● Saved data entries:
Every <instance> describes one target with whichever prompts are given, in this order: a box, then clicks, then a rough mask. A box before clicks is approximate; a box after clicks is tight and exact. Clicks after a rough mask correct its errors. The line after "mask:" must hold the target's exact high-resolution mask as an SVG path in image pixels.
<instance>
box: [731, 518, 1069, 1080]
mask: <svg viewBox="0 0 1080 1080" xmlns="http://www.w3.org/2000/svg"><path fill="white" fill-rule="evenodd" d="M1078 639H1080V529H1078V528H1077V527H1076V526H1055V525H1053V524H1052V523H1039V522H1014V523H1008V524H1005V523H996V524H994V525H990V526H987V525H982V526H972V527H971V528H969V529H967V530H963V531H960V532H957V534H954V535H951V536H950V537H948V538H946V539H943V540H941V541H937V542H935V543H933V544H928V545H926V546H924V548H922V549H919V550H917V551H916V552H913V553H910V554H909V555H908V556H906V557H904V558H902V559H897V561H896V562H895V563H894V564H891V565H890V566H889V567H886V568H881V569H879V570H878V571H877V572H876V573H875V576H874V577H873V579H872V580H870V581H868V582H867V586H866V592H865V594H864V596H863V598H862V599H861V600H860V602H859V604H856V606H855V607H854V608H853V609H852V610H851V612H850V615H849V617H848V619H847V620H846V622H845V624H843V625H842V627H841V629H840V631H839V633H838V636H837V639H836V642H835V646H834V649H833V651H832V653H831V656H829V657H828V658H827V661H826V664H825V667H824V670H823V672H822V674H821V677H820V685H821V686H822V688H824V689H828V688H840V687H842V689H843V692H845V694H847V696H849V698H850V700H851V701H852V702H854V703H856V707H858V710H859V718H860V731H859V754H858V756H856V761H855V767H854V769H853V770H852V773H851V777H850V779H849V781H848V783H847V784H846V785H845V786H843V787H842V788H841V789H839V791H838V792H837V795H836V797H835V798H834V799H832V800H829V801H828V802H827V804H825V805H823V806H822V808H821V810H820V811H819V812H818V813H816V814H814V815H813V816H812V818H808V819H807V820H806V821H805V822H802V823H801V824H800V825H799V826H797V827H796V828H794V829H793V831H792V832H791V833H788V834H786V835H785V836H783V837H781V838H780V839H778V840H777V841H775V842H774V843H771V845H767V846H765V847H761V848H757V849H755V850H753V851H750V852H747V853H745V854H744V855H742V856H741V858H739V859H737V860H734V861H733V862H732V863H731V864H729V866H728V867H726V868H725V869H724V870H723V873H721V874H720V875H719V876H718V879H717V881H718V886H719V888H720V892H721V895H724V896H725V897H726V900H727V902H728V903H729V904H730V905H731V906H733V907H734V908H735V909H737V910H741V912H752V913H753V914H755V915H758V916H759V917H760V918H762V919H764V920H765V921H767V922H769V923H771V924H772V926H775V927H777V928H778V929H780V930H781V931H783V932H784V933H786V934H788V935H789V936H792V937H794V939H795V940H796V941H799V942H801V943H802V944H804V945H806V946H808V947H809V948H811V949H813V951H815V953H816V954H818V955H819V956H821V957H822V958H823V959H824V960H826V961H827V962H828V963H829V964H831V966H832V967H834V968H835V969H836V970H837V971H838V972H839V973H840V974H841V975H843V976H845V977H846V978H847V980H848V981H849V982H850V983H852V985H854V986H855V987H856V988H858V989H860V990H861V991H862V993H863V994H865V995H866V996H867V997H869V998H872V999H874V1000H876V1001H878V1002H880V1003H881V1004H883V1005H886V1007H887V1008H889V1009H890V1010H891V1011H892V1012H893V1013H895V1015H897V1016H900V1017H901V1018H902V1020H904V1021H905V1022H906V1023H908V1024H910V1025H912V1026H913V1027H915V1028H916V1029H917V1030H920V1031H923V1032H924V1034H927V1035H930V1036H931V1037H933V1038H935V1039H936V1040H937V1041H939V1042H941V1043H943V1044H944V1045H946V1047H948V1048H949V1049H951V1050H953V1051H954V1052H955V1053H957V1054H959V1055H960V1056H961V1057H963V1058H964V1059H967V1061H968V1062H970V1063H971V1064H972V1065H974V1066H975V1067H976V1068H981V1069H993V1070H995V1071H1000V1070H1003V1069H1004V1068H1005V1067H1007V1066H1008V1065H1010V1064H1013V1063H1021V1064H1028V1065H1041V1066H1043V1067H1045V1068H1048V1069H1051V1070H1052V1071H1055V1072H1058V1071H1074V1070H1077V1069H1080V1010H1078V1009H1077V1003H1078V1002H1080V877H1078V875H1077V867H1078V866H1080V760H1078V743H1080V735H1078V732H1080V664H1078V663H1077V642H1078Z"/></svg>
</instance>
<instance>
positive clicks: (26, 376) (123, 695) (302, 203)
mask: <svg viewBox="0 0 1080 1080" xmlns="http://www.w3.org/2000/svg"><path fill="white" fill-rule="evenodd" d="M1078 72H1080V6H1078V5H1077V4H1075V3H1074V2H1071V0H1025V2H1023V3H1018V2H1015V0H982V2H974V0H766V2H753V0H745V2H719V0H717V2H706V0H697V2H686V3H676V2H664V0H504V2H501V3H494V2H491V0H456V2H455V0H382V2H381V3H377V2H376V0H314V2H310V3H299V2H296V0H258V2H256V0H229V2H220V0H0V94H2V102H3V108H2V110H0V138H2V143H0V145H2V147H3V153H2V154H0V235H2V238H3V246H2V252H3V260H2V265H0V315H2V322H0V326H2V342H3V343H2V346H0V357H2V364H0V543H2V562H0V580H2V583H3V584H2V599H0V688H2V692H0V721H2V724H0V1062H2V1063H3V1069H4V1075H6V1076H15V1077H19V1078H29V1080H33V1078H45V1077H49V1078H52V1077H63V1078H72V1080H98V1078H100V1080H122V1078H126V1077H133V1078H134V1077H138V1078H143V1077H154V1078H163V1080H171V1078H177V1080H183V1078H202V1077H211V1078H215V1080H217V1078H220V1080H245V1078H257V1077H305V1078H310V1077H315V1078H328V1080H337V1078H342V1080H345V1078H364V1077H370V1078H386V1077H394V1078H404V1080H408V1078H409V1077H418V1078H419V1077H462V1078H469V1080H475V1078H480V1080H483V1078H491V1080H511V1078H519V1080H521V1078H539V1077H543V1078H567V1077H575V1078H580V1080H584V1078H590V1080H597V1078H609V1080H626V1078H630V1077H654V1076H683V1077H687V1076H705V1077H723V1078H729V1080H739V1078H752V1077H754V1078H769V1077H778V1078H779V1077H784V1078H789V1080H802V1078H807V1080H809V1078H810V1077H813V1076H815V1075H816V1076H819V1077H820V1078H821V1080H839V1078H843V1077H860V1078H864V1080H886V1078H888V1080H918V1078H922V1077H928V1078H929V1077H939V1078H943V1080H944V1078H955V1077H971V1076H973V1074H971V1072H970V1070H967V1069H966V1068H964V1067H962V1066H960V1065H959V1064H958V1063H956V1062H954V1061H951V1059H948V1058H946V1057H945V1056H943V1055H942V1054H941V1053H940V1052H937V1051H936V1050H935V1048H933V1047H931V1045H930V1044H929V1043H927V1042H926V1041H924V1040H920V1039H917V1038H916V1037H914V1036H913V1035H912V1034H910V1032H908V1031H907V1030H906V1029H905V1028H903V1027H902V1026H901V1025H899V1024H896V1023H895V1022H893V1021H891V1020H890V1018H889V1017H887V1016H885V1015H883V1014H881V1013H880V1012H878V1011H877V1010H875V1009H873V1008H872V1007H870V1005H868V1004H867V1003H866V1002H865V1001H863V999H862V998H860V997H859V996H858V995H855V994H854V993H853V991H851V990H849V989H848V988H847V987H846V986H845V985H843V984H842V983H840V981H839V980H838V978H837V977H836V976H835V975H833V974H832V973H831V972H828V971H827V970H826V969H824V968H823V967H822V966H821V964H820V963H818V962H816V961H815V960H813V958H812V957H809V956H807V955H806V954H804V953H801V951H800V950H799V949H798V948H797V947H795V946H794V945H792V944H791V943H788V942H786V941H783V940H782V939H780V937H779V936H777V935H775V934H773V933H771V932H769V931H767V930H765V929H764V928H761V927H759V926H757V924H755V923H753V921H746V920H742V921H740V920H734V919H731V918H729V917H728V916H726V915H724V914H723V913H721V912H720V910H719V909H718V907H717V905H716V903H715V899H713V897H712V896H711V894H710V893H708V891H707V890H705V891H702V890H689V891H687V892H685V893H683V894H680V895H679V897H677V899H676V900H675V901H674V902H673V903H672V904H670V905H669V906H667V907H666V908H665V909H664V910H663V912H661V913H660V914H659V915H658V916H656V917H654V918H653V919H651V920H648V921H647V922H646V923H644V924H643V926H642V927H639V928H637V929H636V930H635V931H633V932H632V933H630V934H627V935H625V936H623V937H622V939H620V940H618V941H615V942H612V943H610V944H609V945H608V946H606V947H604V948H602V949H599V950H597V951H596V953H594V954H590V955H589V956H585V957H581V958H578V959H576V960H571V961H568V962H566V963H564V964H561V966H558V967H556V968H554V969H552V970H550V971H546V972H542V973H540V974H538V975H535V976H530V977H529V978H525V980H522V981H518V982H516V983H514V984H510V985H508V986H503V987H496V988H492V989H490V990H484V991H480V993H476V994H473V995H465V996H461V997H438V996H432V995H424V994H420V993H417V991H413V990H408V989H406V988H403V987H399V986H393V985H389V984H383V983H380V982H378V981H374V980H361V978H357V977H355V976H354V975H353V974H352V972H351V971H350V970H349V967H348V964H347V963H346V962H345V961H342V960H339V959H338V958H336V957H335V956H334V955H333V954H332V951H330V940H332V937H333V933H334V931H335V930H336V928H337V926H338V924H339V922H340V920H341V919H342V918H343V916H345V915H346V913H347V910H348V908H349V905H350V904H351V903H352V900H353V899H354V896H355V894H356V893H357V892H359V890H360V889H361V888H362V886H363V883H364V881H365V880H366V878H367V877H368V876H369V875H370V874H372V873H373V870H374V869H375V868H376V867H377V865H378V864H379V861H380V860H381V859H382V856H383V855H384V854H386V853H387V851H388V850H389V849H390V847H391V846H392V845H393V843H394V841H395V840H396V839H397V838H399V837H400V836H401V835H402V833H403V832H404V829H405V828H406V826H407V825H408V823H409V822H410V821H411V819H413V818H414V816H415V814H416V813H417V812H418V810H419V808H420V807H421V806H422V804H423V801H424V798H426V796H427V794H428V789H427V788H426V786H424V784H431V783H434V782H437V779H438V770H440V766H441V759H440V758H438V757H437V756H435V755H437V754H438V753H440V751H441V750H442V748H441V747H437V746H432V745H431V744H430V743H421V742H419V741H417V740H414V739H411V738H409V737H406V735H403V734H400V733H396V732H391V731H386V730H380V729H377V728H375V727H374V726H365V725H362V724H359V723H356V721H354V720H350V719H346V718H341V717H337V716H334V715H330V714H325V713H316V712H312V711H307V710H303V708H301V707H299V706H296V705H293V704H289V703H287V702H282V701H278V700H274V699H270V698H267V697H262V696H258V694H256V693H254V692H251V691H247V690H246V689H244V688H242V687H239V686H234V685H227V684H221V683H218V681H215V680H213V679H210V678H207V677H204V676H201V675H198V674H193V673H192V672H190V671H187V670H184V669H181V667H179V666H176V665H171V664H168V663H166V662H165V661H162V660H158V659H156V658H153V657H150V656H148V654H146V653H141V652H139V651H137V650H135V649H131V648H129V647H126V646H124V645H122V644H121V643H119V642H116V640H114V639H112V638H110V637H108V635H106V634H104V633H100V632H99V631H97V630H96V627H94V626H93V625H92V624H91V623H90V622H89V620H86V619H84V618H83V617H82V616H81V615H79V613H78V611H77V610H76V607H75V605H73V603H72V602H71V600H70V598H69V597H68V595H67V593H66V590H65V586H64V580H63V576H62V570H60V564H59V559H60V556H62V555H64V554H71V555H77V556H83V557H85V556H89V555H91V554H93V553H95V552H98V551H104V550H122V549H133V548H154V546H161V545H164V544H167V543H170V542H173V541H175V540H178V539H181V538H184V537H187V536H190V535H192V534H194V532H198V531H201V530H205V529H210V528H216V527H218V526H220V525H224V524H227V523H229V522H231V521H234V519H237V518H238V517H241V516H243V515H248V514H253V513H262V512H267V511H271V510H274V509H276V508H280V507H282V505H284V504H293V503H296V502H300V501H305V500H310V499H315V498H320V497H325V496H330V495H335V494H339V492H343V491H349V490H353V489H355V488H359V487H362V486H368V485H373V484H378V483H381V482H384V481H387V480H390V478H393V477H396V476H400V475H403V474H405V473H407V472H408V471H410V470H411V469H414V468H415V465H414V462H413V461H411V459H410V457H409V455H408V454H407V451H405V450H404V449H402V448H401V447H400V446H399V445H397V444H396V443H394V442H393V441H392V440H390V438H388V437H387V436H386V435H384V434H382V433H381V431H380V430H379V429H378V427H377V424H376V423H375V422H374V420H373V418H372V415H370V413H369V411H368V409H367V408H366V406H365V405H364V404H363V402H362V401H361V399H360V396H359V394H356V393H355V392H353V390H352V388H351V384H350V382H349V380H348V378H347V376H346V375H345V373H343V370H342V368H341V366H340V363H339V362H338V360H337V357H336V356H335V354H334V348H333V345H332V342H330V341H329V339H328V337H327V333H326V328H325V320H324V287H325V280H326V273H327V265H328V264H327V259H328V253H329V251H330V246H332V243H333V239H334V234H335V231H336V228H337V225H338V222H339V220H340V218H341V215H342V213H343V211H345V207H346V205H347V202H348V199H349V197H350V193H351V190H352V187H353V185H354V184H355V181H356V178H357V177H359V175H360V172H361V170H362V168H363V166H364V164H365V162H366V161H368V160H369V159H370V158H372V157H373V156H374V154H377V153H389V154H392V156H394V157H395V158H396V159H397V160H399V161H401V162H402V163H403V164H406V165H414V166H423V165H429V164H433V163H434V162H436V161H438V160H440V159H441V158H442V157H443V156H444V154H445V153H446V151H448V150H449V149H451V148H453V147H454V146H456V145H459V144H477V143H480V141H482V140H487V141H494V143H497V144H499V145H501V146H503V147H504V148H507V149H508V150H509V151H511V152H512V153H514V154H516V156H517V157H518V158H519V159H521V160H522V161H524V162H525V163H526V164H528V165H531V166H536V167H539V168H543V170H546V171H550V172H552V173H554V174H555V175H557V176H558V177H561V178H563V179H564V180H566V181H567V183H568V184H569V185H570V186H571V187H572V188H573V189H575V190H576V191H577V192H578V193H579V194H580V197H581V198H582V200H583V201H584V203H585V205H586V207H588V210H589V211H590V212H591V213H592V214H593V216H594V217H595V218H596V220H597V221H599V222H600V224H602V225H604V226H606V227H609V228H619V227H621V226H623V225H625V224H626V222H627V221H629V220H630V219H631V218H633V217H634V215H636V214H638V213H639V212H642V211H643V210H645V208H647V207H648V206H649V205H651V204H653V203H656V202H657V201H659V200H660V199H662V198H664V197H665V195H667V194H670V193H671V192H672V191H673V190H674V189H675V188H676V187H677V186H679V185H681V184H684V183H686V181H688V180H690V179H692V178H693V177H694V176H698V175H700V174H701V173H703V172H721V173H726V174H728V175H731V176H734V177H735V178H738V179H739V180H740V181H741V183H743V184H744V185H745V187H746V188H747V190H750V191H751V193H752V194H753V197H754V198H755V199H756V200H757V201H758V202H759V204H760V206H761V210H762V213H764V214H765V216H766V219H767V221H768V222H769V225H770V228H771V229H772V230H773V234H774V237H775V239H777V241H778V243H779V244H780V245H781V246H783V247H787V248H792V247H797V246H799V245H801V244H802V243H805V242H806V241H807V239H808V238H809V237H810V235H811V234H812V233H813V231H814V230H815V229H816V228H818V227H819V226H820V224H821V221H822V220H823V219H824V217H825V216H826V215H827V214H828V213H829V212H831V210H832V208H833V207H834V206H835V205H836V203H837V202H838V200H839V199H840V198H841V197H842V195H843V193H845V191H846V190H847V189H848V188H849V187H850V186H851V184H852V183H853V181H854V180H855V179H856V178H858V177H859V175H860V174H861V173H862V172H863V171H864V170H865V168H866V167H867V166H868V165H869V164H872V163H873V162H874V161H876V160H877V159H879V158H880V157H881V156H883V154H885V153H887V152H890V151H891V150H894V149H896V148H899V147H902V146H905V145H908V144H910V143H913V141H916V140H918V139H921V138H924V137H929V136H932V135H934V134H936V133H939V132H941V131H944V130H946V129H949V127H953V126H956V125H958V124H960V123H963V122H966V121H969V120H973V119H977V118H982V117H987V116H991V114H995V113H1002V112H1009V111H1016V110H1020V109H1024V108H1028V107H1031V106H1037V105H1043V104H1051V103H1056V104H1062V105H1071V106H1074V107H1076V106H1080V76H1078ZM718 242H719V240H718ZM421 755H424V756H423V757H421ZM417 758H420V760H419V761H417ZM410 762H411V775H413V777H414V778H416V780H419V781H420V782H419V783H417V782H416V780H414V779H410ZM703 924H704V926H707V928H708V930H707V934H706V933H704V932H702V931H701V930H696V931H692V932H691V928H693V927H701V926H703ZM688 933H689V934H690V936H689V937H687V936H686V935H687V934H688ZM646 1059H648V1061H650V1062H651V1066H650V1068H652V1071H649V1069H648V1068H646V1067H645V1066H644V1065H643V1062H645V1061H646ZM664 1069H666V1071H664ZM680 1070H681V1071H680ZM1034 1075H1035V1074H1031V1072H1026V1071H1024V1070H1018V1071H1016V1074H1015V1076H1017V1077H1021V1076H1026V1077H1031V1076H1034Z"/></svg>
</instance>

● Task details:
In the entries above, find each line with the word "clicks" and copy it.

● Task answer:
Every <instance> describes one target with whichever prompts are given, in this order: a box, then clicks, then a rough mask. A box before clicks is approximate; a box after clicks is tight and exact. Clicks after a rough mask correct its errors. The line after "mask:" must hold the target's exact high-resolution mask as an SVG path in image pixels.
positive clicks: (26, 376) (123, 695) (302, 203)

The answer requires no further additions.